### Data shown
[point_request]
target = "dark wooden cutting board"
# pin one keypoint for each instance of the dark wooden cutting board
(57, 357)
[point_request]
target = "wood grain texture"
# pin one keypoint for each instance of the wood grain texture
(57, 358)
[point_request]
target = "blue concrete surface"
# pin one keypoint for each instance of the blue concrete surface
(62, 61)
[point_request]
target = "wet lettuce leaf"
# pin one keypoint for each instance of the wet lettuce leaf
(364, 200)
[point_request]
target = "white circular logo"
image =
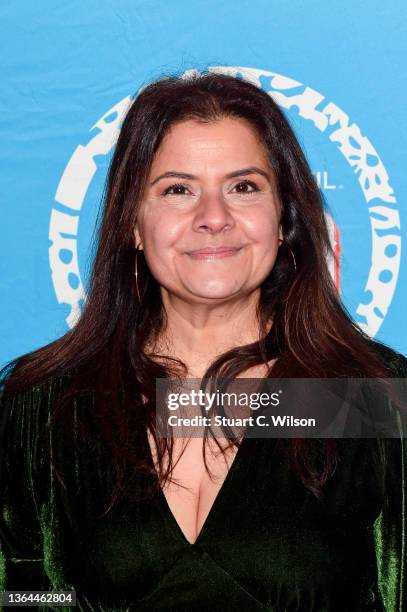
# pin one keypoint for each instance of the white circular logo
(327, 117)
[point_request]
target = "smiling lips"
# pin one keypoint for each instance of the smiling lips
(210, 253)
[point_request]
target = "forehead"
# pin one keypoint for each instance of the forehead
(221, 140)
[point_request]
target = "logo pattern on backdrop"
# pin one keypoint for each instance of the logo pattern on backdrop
(326, 116)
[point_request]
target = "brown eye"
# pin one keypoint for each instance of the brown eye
(177, 190)
(245, 185)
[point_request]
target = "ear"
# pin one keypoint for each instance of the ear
(137, 239)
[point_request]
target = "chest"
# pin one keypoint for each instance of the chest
(192, 491)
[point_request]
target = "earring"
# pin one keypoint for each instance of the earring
(136, 274)
(291, 253)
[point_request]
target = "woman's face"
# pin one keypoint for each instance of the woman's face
(209, 220)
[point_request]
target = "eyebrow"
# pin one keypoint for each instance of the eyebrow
(184, 175)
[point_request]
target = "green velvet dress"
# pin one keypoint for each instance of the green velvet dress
(267, 544)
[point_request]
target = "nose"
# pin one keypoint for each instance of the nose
(212, 214)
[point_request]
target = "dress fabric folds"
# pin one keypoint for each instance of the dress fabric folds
(268, 543)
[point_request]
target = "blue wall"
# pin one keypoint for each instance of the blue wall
(68, 70)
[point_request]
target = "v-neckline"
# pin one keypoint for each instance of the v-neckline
(169, 515)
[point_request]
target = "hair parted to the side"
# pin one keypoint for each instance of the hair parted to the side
(104, 353)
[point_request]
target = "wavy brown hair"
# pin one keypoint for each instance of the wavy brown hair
(105, 355)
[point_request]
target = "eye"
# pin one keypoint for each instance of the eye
(246, 184)
(178, 187)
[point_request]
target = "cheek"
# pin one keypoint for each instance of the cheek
(263, 230)
(160, 231)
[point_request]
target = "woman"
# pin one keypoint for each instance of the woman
(211, 262)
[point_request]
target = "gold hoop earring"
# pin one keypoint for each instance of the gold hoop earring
(291, 253)
(136, 274)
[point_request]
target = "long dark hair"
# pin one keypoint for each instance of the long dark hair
(104, 354)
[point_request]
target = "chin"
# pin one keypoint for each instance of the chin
(214, 290)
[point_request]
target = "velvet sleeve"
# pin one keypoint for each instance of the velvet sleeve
(21, 537)
(390, 529)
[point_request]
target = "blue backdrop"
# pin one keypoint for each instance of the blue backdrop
(69, 70)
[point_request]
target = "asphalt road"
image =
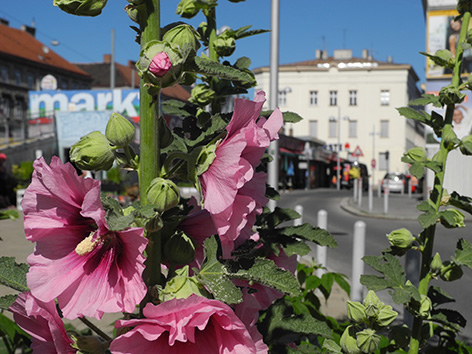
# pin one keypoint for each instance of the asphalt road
(341, 226)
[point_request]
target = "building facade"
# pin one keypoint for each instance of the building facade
(350, 103)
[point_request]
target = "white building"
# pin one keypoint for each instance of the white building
(361, 94)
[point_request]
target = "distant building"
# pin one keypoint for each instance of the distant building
(359, 93)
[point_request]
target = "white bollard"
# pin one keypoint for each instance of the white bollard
(358, 251)
(321, 251)
(386, 192)
(359, 193)
(371, 197)
(299, 210)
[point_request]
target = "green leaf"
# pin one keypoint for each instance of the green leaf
(12, 274)
(6, 301)
(311, 233)
(209, 67)
(463, 254)
(451, 218)
(213, 275)
(265, 272)
(461, 202)
(284, 321)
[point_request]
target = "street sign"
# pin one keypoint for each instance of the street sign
(358, 152)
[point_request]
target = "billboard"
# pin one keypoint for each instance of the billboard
(443, 33)
(45, 103)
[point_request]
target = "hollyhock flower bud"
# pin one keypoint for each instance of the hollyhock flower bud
(160, 64)
(183, 35)
(401, 238)
(163, 194)
(179, 249)
(81, 7)
(225, 44)
(119, 130)
(202, 94)
(93, 152)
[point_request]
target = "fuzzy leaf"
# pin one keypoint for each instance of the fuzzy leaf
(214, 275)
(6, 301)
(311, 233)
(463, 254)
(209, 67)
(12, 274)
(265, 272)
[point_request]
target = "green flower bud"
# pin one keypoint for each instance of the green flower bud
(401, 238)
(119, 131)
(81, 7)
(436, 263)
(179, 249)
(367, 340)
(348, 341)
(225, 44)
(182, 35)
(163, 194)
(202, 95)
(451, 271)
(425, 306)
(92, 152)
(386, 316)
(356, 311)
(372, 304)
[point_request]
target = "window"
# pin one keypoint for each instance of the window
(385, 97)
(313, 98)
(353, 128)
(18, 77)
(4, 74)
(384, 128)
(282, 98)
(352, 98)
(333, 128)
(333, 98)
(314, 128)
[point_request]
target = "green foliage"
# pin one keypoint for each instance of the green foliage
(13, 274)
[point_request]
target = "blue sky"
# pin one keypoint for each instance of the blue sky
(387, 28)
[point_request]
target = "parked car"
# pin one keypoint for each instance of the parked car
(397, 182)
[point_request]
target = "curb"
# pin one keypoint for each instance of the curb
(346, 205)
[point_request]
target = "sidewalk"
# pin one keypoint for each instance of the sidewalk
(400, 206)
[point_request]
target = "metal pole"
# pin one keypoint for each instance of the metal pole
(321, 251)
(273, 166)
(358, 251)
(338, 161)
(112, 63)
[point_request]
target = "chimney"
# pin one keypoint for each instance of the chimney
(29, 29)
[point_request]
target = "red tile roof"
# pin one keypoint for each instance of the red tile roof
(18, 43)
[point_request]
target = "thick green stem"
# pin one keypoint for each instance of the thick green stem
(149, 163)
(437, 193)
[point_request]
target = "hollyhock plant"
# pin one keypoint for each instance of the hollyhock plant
(77, 259)
(41, 321)
(233, 192)
(192, 325)
(160, 64)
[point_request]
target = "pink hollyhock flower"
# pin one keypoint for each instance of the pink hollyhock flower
(160, 64)
(233, 192)
(77, 259)
(182, 326)
(42, 322)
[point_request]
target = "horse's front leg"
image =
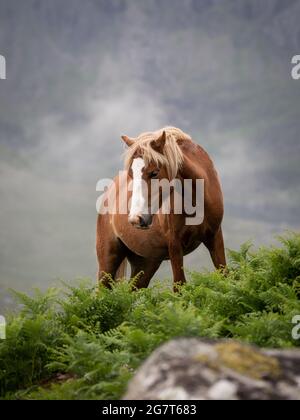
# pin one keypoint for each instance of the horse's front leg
(176, 258)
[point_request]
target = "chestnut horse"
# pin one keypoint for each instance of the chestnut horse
(146, 239)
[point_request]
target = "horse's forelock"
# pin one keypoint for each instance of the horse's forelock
(172, 156)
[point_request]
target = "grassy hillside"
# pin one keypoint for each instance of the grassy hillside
(77, 344)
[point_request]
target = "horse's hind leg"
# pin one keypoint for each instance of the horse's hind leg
(215, 244)
(146, 267)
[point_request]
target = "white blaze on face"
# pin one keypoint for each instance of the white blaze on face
(139, 196)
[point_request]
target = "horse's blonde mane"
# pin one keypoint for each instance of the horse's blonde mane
(172, 157)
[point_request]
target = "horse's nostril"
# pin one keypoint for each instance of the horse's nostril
(142, 221)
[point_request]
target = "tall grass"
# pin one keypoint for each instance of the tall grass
(87, 345)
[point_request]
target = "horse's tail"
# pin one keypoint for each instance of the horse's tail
(121, 272)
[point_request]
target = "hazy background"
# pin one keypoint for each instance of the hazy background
(79, 74)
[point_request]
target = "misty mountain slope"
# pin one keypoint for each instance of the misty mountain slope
(81, 75)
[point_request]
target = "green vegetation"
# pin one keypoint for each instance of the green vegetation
(80, 344)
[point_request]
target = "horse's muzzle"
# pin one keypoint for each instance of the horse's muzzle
(141, 221)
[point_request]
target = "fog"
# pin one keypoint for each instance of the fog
(78, 75)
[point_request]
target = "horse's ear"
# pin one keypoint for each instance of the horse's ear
(159, 144)
(127, 140)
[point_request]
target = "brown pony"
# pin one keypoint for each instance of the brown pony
(146, 239)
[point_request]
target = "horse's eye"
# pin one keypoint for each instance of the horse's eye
(153, 174)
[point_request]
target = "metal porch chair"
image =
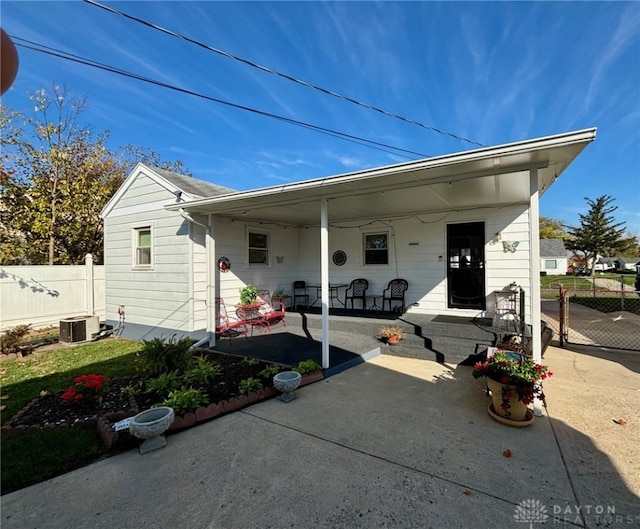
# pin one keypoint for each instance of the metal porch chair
(395, 292)
(226, 327)
(300, 292)
(357, 290)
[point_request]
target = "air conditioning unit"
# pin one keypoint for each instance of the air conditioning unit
(79, 328)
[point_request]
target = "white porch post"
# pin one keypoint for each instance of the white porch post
(91, 286)
(324, 279)
(534, 275)
(210, 246)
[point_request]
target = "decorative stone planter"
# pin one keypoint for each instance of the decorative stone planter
(287, 382)
(150, 425)
(516, 412)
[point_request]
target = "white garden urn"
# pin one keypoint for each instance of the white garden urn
(150, 425)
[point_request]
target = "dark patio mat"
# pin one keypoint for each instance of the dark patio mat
(445, 318)
(285, 348)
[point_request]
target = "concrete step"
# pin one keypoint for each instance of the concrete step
(425, 339)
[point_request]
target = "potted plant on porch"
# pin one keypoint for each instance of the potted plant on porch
(514, 381)
(391, 335)
(248, 294)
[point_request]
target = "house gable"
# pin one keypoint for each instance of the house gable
(182, 187)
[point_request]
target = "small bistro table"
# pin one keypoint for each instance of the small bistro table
(333, 293)
(250, 314)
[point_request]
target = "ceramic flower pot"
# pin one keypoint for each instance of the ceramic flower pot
(150, 425)
(505, 402)
(286, 382)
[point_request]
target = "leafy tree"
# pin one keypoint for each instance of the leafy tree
(598, 232)
(552, 229)
(55, 178)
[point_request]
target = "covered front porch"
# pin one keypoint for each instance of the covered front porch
(444, 339)
(472, 215)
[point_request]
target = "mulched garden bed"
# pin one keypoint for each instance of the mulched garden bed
(117, 403)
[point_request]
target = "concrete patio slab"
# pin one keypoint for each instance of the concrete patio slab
(393, 442)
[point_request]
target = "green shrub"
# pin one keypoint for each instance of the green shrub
(161, 356)
(248, 385)
(164, 383)
(11, 338)
(269, 372)
(202, 372)
(307, 366)
(185, 400)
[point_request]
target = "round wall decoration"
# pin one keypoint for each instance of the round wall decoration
(224, 264)
(339, 258)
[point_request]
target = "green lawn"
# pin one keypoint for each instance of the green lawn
(31, 458)
(581, 282)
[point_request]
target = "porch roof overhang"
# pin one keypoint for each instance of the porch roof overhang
(488, 177)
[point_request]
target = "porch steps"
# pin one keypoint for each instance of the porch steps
(449, 341)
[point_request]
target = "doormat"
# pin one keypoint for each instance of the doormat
(445, 318)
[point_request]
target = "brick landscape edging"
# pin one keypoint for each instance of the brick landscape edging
(104, 423)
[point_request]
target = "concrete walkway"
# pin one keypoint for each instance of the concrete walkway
(393, 442)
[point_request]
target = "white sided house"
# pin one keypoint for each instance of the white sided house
(457, 227)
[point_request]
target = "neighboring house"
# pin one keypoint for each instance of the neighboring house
(457, 227)
(553, 256)
(615, 264)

### What you should do
Reproduce, word for word, the line containing "# pin one keypoint for each instance of the porch roof" along with every later line of the listing, and leave out all earlier lines.

### Your solution
# pin one keypoint for each instance of the porch roof overhang
(488, 177)
[point_request]
target = "porch steps"
# pin one keypoint for each instance of the porch steps
(449, 341)
[point_request]
target = "doormat"
# pin one keypoint for each instance of the doormat
(445, 318)
[point_request]
target = "brick landscape edging"
# pin one keypoint for each instance of the brick landscape edging
(104, 423)
[point_request]
target = "concrete walkway"
# pin one keypoint for each instance of the concrete walkway
(393, 442)
[point_request]
target = "white sided house"
# pin one keypoint for each instance of the white sided house
(457, 227)
[point_request]
target = "neighboring house"
# pin one keypoint for each instance of the neighboring house
(457, 227)
(553, 256)
(615, 264)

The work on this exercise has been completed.